== Text shown ==
My expectations heading into Spider-Man: Across the Spider-Verse were about as high as you can imagine being the massive Spider-Man fan that I am. The first film had immediately won me over with its uniquely beautiful animation style which sought to replicate the look and feel of a comic book within a three-dimensional space. But it was its heartfelt story and great characterization that ultimately made it one of my favorite films of 2018, long before it went on to win the Oscar for Best Animated Feature Film. And since then, Spider-Man fans have been treated to gem after gem across the various entertainment media with video games like Spider-Man: Miles Morales and live-action movies like the two most recent ones in the MCU.

But just when I thought things had gotten as good as they could get in Spider-Man: No Way Home, the crew at Sony Animation scoffed and asked us to hold their beer. Because you'll have to believe that I am not being hyperbolic when I say that this is now possibly my favorite Spider-Man movie of all time. That's high praise indeed considering that Sam Raimi's Spider-Man 2 had held the title of my favorite comic book movie since its release in 2004. And much like that movie had managed to take its predecessor to the next level, this one shoots everything that came before it into the stratosphere.

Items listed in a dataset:
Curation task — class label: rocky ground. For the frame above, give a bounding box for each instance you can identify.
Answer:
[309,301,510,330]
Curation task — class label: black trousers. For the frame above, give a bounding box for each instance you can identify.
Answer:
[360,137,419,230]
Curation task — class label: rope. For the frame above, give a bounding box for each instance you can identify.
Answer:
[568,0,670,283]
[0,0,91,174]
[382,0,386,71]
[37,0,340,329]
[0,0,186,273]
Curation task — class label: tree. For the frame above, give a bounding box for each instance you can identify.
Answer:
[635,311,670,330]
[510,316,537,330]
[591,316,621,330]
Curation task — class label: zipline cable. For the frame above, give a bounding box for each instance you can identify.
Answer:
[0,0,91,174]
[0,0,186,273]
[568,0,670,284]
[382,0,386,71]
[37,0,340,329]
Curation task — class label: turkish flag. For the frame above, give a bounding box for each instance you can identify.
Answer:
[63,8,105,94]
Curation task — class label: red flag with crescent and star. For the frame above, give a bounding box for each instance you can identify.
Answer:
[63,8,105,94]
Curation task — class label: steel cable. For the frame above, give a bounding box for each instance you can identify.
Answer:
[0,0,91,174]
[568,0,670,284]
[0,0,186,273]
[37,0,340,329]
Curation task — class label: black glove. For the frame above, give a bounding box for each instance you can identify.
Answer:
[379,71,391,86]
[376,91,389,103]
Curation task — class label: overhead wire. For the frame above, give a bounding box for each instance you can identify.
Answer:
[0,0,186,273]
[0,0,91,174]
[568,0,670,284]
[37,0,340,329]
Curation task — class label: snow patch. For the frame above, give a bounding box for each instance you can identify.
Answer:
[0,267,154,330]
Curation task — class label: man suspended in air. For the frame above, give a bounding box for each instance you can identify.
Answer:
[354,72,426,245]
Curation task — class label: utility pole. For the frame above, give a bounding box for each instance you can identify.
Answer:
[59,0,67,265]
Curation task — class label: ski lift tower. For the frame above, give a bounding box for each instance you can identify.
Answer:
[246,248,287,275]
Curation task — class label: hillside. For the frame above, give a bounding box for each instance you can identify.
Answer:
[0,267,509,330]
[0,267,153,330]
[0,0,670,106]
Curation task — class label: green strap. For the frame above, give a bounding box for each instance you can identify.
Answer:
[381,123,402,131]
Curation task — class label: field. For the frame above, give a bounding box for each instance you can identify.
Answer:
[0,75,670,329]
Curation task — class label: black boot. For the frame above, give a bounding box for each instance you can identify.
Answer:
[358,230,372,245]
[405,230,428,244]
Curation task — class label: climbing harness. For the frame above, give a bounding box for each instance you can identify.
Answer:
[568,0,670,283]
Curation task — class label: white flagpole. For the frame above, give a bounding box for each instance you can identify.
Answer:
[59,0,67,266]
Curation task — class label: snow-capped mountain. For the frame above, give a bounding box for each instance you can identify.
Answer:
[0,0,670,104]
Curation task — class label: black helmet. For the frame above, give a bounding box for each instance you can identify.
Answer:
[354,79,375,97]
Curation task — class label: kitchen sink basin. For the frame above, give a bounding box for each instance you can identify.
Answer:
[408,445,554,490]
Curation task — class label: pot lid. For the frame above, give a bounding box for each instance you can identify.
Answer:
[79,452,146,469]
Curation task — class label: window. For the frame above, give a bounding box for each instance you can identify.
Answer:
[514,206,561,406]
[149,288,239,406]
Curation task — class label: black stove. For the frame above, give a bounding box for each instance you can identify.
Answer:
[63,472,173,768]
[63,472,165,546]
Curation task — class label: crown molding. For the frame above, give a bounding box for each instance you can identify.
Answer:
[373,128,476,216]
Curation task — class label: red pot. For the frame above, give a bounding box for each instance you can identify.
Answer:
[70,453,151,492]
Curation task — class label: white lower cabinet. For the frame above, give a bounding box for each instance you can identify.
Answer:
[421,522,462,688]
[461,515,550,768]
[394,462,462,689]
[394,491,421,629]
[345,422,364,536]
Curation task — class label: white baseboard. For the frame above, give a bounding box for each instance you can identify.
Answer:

== Directions ==
1. According to the review, why is calling this film possibly the writer's favorite Spider-Man movie of all time high praise?
2. Quote the review from "My expectations heading" to "in the MCU.".

== List of solutions ==
1. It is high praise because Sam Raimi's Spider-Man 2 had held the title of the writer's favorite comic book movie since its release in 2004.

2.
My expectations heading into Spider-Man: Across the Spider-Verse were about as high as you can imagine being the massive Spider-Man fan that I am. The first film had immediately won me over with its uniquely beautiful animation style which sought to replicate the look and feel of a comic book within a three-dimensional space. But it was its heartfelt story and great characterization that ultimately made it one of my favorite films of 2018, long before it went on to win the Oscar for Best Animated Feature Film. And since then, Spider-Man fans have been treated to gem after gem across the various entertainment media with video games like Spider-Man: Miles Morales and live-action movies like the two most recent ones in the MCU.